§ WRITTEN EXERCISE
Could you swap "navy blue" for "dark green" everywhere in the items below, changing nothing else and leaving the pictures out?

§ MATERIAL PROVIDED

==*==

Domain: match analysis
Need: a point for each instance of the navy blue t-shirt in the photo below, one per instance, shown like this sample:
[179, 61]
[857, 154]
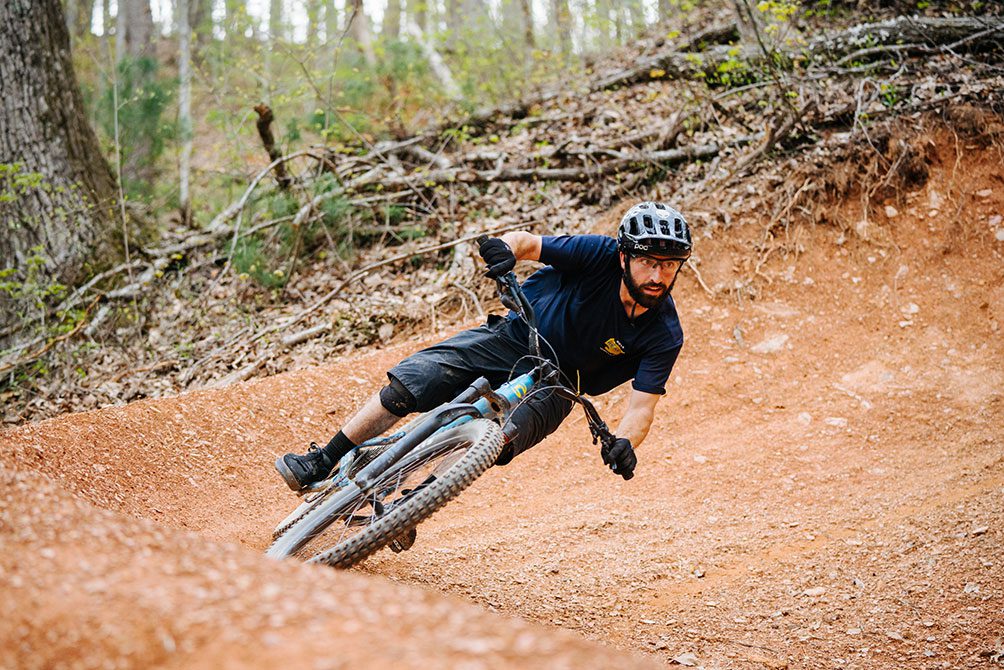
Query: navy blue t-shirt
[576, 299]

==*==

§ THE COMPLETED TASK
Domain: match analysis
Need: a point for each instance of the dark green t-shirt in the photo below, one per instance, shown like this sample:
[179, 61]
[857, 154]
Query: dark green t-shirt
[576, 299]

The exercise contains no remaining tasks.